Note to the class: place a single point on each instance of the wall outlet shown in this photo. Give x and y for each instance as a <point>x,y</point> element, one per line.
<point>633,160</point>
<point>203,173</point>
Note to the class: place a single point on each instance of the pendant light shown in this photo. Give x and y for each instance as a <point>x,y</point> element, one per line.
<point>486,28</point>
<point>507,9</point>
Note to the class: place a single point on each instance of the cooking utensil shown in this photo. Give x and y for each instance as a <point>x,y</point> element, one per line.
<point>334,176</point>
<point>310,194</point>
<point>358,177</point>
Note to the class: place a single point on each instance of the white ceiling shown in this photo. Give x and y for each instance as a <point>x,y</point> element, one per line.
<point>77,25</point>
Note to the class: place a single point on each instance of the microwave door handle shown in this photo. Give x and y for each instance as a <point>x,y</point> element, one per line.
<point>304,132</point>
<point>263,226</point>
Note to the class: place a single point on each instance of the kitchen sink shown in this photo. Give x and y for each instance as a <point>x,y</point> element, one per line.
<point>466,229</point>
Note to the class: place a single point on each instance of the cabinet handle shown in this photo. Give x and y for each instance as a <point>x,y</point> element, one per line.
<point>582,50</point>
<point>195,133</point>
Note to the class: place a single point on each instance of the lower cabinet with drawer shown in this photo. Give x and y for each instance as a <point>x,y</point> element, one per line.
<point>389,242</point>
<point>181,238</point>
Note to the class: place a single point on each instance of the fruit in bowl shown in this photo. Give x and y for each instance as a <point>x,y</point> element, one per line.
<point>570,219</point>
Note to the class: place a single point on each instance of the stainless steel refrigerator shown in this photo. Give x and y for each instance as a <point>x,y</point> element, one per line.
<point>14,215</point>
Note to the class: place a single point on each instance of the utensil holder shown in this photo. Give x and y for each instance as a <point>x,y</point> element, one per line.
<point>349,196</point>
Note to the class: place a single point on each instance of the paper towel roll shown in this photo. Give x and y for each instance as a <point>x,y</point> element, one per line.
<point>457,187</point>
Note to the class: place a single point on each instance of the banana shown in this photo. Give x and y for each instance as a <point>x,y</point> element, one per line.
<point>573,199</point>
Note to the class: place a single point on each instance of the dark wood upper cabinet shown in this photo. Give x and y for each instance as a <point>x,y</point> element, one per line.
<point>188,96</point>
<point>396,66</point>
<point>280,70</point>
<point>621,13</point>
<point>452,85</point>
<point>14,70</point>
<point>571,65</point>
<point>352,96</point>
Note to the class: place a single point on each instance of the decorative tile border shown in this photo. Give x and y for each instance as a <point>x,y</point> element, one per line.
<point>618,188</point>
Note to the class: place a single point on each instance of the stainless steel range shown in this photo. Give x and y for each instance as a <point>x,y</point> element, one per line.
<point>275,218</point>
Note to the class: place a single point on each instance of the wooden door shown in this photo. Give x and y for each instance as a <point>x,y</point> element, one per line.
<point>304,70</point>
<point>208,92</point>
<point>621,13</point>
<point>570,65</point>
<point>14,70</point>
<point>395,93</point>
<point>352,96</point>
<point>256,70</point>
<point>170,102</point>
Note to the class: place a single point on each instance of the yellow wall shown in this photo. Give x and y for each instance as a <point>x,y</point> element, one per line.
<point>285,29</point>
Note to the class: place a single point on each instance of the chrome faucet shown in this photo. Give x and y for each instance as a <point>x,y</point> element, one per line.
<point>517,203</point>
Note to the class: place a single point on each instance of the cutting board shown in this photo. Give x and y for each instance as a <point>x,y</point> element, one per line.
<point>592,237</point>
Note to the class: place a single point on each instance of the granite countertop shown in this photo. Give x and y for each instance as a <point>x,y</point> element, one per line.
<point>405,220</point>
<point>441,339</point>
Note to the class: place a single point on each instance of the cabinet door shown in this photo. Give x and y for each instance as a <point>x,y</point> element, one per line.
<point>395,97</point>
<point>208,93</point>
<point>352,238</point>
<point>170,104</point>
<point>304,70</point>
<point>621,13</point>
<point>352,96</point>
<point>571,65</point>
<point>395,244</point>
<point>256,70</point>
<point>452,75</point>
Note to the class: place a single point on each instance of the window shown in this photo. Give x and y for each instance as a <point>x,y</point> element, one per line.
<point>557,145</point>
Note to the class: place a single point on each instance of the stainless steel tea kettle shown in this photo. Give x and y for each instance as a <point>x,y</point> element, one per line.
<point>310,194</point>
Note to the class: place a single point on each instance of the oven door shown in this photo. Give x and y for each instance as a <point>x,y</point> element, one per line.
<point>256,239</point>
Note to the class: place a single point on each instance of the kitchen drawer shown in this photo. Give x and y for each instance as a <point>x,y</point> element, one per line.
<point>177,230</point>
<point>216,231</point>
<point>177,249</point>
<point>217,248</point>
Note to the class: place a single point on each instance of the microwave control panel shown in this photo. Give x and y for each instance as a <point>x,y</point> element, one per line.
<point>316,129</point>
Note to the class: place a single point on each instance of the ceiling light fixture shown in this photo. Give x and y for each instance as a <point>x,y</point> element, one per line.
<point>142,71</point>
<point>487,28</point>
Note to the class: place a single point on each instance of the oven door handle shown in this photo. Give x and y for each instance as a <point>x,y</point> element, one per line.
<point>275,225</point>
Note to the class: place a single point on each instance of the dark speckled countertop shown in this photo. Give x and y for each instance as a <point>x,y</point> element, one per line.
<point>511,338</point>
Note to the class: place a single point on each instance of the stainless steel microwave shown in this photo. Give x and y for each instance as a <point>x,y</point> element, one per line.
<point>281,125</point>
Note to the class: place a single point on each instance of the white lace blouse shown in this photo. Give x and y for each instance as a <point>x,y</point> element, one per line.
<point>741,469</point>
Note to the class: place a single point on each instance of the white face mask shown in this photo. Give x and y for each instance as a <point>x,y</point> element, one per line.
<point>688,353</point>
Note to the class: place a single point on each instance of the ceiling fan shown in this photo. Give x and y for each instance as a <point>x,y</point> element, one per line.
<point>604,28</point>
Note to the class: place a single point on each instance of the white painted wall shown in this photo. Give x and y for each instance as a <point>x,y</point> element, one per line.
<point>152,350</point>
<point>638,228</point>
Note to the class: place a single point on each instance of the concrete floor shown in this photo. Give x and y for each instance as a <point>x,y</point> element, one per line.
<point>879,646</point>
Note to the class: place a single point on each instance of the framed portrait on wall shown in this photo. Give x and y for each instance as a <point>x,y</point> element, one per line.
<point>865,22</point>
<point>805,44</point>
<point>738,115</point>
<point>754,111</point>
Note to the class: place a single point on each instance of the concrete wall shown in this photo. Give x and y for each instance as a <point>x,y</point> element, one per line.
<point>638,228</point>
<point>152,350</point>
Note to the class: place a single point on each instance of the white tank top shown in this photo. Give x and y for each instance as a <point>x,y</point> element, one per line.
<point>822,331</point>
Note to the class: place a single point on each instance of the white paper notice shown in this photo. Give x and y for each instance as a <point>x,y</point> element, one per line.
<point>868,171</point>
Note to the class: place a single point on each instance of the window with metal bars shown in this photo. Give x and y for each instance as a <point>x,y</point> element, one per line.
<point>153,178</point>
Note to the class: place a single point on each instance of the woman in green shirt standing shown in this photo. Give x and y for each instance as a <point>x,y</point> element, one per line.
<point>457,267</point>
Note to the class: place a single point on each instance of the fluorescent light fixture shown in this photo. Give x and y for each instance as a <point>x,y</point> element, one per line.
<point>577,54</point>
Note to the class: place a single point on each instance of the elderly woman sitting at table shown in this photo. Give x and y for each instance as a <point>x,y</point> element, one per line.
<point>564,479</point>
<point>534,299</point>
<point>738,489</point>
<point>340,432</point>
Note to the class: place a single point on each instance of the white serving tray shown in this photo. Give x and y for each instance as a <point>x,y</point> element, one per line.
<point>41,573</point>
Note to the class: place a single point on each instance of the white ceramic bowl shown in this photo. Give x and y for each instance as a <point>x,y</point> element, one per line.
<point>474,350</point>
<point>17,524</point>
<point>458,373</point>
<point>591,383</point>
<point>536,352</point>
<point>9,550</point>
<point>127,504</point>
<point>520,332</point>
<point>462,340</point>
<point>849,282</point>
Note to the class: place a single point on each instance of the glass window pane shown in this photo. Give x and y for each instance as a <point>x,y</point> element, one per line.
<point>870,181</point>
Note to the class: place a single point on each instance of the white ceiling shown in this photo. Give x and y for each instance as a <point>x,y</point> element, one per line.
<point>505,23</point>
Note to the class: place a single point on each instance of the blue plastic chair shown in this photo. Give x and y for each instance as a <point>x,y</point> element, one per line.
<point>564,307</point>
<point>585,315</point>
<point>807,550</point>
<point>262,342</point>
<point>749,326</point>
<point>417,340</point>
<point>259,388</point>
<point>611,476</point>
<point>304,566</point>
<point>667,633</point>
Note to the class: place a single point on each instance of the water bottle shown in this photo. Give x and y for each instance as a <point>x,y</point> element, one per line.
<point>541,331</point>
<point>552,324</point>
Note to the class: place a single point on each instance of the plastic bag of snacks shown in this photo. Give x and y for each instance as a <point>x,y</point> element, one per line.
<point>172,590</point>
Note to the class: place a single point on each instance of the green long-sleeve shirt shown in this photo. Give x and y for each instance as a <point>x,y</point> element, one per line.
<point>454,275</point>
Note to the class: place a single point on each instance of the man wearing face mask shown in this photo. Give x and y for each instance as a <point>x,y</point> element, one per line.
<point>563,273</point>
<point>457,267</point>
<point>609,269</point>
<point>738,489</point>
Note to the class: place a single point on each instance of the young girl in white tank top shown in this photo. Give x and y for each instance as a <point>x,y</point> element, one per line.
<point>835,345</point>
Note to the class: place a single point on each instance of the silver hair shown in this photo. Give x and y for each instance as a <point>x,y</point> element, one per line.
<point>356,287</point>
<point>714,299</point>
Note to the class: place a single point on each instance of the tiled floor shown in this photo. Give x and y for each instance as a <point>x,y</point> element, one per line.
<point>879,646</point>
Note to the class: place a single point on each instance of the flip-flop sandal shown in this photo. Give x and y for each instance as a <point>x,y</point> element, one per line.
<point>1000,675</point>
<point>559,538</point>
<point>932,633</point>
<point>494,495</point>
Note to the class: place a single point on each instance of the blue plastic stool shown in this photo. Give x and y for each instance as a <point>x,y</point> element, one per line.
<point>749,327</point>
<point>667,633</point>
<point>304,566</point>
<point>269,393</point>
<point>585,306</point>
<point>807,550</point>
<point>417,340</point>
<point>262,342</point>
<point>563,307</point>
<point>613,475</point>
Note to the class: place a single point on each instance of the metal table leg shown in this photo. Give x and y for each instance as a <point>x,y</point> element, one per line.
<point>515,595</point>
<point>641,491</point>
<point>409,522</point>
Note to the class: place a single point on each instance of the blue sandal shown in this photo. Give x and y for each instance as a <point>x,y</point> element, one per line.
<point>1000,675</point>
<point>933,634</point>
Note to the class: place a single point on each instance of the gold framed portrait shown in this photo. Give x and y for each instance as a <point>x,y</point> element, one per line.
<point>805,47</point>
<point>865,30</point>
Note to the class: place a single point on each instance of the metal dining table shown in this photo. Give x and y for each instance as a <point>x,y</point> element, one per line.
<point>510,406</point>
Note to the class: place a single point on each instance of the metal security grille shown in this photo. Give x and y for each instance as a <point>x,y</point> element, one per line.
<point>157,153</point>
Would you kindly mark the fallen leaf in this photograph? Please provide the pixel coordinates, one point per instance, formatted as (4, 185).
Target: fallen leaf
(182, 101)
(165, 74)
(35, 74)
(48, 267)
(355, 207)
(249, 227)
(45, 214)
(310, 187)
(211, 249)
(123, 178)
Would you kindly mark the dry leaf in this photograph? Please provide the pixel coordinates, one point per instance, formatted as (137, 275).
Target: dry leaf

########

● **Your objective**: Set down the line that contains "Would you kindly mark the dry" exactly. Do the same for each later line of the data, through the end, and add nothing.

● **Solution**:
Would you kindly mark the dry leaf in this photograph? Please provide the pixel coordinates, one point per instance, formatted as (137, 275).
Target: dry leaf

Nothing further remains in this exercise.